PASSAGE GIVEN
>> BEGIN

The difference between the interpretation of the communicator and the interpretation of the users was huge, even contrary. On the microscopic scale, the category and class of the message of the journalist are protected by his freedom of speech. After the cascade effect, which included him being fired of several media, the journalist shared a series of answers to excuse his actions: “Televisa decidió cancelar la relación laboral con Ricardo Alemán! No la comparto pero la respeto. Toda empresa tiene derecho a contratar a quién convenga a sus intereses! Ganó el linchamiento y el reclamo de censura! Los demócratas de Morena!!!” (Televisa decided to cancel the work relation with Ricardo Aleman. I do not share it but I respect it. Every company has the right to hire whoever matches their interests! The mob law and the claim of censorship won! The democrats of MORENA) [79].

>> END

REQUIRED TASK 1
According to the passage about the journalist's dismissal, which company ended its work relation with Ricardo Alemán?
REQUIRED TASK 2
Pick up the passage about the journalist's dismissal after its final sentence and write the next few sentences.

PROVIDED MATERIAL
>> BEGIN

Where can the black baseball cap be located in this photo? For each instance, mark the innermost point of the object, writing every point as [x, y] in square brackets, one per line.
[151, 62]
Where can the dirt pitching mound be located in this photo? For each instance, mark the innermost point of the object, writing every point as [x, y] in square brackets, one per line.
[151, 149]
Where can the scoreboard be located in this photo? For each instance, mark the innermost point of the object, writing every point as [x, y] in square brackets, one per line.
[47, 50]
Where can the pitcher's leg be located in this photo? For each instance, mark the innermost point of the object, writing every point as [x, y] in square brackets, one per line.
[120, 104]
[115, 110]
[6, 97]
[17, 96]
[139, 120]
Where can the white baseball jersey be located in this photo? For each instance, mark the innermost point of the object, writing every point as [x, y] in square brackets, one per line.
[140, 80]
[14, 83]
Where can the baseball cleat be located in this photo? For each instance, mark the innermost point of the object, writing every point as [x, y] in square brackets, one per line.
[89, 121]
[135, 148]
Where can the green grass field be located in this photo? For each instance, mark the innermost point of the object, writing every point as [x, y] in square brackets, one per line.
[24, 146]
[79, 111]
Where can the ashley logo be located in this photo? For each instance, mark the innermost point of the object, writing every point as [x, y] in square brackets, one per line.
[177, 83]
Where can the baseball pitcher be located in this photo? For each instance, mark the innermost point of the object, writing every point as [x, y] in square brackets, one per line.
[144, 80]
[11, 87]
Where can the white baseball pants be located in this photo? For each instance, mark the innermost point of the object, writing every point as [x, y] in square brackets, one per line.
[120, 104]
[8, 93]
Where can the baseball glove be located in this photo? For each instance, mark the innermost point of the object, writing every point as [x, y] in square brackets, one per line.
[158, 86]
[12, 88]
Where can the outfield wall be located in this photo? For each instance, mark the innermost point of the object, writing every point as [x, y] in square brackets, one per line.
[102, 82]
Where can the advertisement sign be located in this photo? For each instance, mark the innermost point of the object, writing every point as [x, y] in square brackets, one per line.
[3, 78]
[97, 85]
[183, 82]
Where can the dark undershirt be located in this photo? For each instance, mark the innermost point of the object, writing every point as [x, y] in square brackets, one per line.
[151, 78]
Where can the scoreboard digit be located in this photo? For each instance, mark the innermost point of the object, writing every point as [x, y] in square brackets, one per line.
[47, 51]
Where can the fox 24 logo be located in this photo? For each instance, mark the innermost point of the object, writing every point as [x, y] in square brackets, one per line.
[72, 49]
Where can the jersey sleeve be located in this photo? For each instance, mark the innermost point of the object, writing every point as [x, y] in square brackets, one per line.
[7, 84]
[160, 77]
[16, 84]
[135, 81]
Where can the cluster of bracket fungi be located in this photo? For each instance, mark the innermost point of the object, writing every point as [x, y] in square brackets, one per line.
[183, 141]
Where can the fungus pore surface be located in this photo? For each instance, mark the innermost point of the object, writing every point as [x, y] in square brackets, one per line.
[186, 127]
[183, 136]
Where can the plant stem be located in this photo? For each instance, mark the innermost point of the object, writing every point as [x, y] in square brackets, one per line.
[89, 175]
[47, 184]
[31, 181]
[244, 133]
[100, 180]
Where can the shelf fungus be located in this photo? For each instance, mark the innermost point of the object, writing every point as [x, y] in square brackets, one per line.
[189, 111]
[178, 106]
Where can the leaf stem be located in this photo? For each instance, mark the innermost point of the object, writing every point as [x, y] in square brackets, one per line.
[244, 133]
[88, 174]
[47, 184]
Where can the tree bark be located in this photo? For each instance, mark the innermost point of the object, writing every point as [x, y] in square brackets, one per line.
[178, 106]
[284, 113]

>> END

RESULT 1
Televisa

RESULT 2
This is not the first phenomenon of such nature seen in Mexico. Just like the journalist, Ricardo Aleman, TVUNAM’s former director, Nicolas Alvarado [80], was in the middle of a controversy for a comment he published on national media (concrete and virtual). The mediatic mob law these people were subject of has a close relation to the dissipative structures that are generated around their original messages. Entering the macroscopic scale, they are exposed to natural forces of tension and distension, which we observe as probabilistic evolution in the network models. In this sense, the information generated, the contents that emerge, and the changes of the concrete original object not only modify the behavior of people but can also have social action as an effect. These long-range effects are those that permit to see a new political class coming, one completely different from that of the twentieth century.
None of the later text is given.